# Supplied entries:

((

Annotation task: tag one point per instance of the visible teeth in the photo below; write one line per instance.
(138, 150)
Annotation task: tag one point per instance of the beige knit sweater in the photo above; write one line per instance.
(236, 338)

))
((

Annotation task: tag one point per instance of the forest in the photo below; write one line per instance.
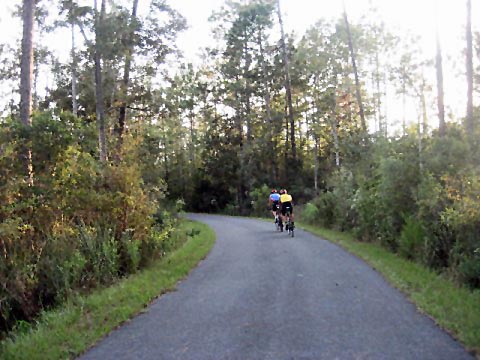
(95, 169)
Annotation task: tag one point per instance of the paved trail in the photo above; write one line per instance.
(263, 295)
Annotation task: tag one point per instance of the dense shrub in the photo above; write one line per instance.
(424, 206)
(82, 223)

))
((

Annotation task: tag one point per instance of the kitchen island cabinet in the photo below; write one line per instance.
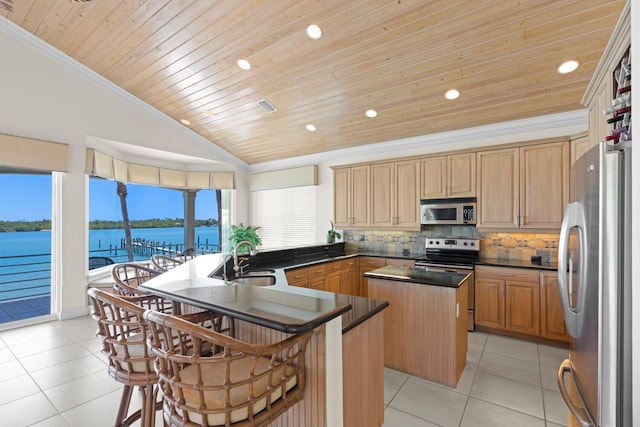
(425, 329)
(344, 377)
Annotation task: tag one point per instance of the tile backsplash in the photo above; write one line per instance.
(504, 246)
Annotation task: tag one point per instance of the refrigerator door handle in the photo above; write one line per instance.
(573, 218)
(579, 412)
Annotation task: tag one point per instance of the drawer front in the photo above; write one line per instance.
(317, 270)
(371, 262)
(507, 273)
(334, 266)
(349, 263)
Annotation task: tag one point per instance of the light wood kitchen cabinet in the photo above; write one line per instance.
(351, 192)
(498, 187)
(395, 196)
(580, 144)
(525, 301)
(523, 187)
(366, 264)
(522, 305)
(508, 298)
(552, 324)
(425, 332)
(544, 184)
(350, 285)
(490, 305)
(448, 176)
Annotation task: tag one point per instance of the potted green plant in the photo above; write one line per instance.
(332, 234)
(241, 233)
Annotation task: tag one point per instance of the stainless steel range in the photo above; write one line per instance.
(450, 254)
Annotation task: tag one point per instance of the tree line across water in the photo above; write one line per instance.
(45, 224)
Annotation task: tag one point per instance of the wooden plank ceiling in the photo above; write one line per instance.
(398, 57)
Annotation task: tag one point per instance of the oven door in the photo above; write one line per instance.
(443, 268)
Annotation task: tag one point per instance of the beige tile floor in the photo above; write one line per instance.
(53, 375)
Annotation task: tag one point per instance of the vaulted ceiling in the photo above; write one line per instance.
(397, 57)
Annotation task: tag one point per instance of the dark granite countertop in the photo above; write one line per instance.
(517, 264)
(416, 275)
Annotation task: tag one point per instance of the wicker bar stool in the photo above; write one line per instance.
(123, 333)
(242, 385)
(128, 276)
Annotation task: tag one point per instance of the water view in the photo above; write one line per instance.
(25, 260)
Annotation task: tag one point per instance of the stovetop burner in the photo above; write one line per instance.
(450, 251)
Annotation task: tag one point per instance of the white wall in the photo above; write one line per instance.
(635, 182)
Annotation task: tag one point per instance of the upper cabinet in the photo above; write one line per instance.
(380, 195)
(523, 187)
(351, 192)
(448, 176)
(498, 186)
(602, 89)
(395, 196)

))

# Task statement:
Report how many lines of the material above contain the string "below", with case counting. Give only the number.

# Response to this exercise:
3